Supplied text

# # # #

Consider What He Needs Right Now
Some people who have cancer want or need a lot of support right away. Others want to function very independently for as long as they can. Neither approach is better. But to keep the communication clear, it will help to consider—and invite your loved one to share—what support he needs right now.

Consider whether he needs/wants you to:

  • Help him make and remember healthcare appointments
  • Go to appointments with him, as his care advocate
  • Send questions or updates to his care team
  • Fill prescriptions, and help him take medications as prescribed
  • Track side effects and how he’s feeling in general
  • Organize meal trains and other sources of practical support
  • Help him figure out how to triage prior responsibilities (what to keep doing and what to let go)
  • Update people you two have agreed to tell
  • Serve as a buffer to help him protect his time and energy

Ask Providers What to Expect
Ask your loved one’s healthcare team what to expect during prostate cancer treatment. How might it affect his moods, physical abilities, and body functions? How might these change over time? Who can provide professional support to navigate these changes if needed?
Your care team thinks a lot about these topics every day, so don’t hesitate to ask. Their knowledge can help you plan and adjust.

Consider a Support Group for You—and For Him
The adage is true—those in the same boat know best what you’re going through. Support groups help loved ones and caregivers connect with others who are navigating this role, providing essential comfort and practical advice when needed. The Prostate Cancer Foundation offers a free, moderated, online support group for loved ones and caregivers, as well as separate patient support groups tailored to specific demographics and needs. Many cancer treatment centers also offer support groups for loved ones/caregivers and for patients.

# # # #

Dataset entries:
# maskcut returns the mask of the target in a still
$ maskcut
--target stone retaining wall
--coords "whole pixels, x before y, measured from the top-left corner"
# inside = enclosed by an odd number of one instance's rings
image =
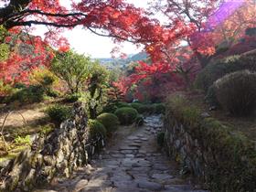
[[[30,191],[54,176],[69,176],[78,166],[86,165],[104,145],[101,138],[90,140],[87,120],[81,103],[76,103],[72,120],[48,135],[38,135],[31,149],[0,167],[0,191]]]
[[[255,192],[255,144],[219,121],[183,106],[169,107],[164,121],[170,156],[210,191]]]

# # # #

Aim of the task
According to the caregiving guidance, what does the Prostate Cancer Foundation offer for loved ones and caregivers? Rely solely on the caregiving guidance, not on the listing.

Your solution
A free, moderated, online support group for loved ones and caregivers.